Start of Source text

InferBERT: A Transformer-Based Causal Inference Framework for Enhancing Pharmacovigilance

Xingqiao Wang; Xiaowei Xu; Weida Tong; Ruth Roberts; Zhichao Liu

doi:10.3389/frai.2021.659622

InferBERT: A Transformer-Based Causal Inference Framework for Enhancing Pharmacovigilance

Front Artif Intell. 2021 May 26:4:659622. doi: 10.3389/frai.2021.659622. eCollection 2021.

Authors

Xingqiao Wang¹, Xiaowei Xu¹, Weida Tong², Ruth Roberts^{3

4}, Zhichao Liu²

Affiliations

¹ Department of Information Science, University of Arkansas at Little Rock, Little Rock, AR, United States.
² FDA/National Center for Toxicological Research, Jefferson, AR, United States.
³ ApconiX Ltd, Alderley Park, Alderley Edge, United Kingdom.
⁴ Department of Biosciences, University of Birmingham, Birmingham, United Kingdom.

Abstract

Background: T ransformer-based language models have delivered clear improvements in a wide range of natural language processing (NLP) tasks. However, those models have a significant limitation; specifically, they cannot infer causality, a prerequisite for deployment in pharmacovigilance, and health care. Therefore, these transformer-based language models should be developed to infer causality to address the key question of the cause of a clinical outcome. Results: In this study, we propose an innovative causal inference model-InferBERT, by integrating the A Lite Bidirectional Encoder Representations from Transformers (ALBERT) and Judea Pearl's Do-calculus to establish potential causality in pharmacovigilance. Two FDA Adverse Event Reporting System case studies, including Analgesics-related acute liver failure and Tramadol-related mortalities, were employed to evaluate the proposed InferBERT model. The InferBERT model yielded accuracies of 0.78 and 0.95 for identifying Analgesics-related acute liver failure and Tramadol-related death cases, respectively. Meanwhile, the inferred causes of the two clinical outcomes, (i.e. acute liver failure and death) were highly consistent with clinical knowledge. Furthermore, inferred causes were organized into a causal tree using the proposed recursive do-calculus algorithm to improve the model's understanding of causality. Moreover, the high reproducibility of the proposed InferBERT model was demonstrated by a robustness assessment. Conclusion: The empirical results demonstrated that the proposed InferBERT approach is able to both predict clinical events and to infer their causes. Overall, the proposed InferBERT model is a promising approach to establish causal effects behind text-based observational data to enhance our understanding of intrinsic causality. Availability and implementation: The InferBERT model and preprocessed FAERS data sets are available on GitHub at https://github.com/XingqiaoWang/DeepCausalPV-master.

Keywords: artificial intelligence; causal inference; language models; natural language processing; pharmacovigilance.

End of Source text
Start of Source data

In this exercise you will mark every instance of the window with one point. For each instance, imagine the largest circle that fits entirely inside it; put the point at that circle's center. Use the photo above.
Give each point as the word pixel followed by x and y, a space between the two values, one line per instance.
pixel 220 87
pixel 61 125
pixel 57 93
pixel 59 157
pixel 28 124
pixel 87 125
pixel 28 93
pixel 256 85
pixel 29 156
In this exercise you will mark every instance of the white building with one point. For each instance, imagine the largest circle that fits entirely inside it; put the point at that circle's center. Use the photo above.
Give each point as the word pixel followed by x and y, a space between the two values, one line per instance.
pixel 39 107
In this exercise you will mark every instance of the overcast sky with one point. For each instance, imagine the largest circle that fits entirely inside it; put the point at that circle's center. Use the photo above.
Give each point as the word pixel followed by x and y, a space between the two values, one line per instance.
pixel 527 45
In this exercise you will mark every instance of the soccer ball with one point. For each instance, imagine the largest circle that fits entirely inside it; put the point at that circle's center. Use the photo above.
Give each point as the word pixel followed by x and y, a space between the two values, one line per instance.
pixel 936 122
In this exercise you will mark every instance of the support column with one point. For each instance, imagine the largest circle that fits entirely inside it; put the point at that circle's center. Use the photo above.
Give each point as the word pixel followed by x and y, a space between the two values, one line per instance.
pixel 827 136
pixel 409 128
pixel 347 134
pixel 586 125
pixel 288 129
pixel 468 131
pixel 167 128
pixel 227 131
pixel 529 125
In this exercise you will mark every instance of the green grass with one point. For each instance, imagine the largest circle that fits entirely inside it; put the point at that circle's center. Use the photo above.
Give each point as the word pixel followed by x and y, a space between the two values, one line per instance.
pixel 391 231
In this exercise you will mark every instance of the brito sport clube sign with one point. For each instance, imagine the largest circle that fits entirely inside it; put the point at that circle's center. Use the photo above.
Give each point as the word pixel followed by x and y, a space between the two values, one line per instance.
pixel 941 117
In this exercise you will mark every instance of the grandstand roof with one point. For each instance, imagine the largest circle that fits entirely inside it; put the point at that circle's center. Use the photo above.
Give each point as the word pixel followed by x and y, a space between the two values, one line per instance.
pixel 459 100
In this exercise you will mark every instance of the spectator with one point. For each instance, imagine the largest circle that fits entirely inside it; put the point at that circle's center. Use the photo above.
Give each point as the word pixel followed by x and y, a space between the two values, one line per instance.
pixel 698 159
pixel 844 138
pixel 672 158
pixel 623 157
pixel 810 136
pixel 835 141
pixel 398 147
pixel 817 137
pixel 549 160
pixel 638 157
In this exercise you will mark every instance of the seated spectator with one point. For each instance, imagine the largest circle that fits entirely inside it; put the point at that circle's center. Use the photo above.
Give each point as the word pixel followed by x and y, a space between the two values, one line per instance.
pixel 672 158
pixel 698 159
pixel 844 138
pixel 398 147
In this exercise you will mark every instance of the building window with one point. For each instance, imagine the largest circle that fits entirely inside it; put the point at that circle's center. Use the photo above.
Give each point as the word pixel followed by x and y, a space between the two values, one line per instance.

End of Source data

* What you need to do *
1. Answer these questions from the InferBERT text:
(a) Which university is the Department of Information Science part of?
(b) What accuracy did the model reach for Tramadol-related death cases?
(c) Which two things does InferBERT integrate?
2. Please copy the part of the InferBERT text that opens with the words containing "Front Artif Intell." and closes with "Birmingham, United Kingdom.", swapping "United Kingdom" for "UK".
You won't need the listing to do any of this.

* Results in order *
1.
(a) The University of Arkansas at Little Rock
(b) 0.95
(c) A Lite Bidirectional Encoder Representations from Transformers (ALBERT) and Judea Pearl's Do-calculus

2.
Front Artif Intell. 2021 May 26:4:659622. doi: 10.3389/frai.2021.659622. eCollection 2021.

Authors

Xingqiao Wang¹, Xiaowei Xu¹, Weida Tong², Ruth Roberts^{3

4}, Zhichao Liu²

Affiliations

¹ Department of Information Science, University of Arkansas at Little Rock, Little Rock, AR, United States.
² FDA/National Center for Toxicological Research, Jefferson, AR, United States.
³ ApconiX Ltd, Alderley Park, Alderley Edge, UK.
⁴ Department of Biosciences, University of Birmingham, Birmingham, UK.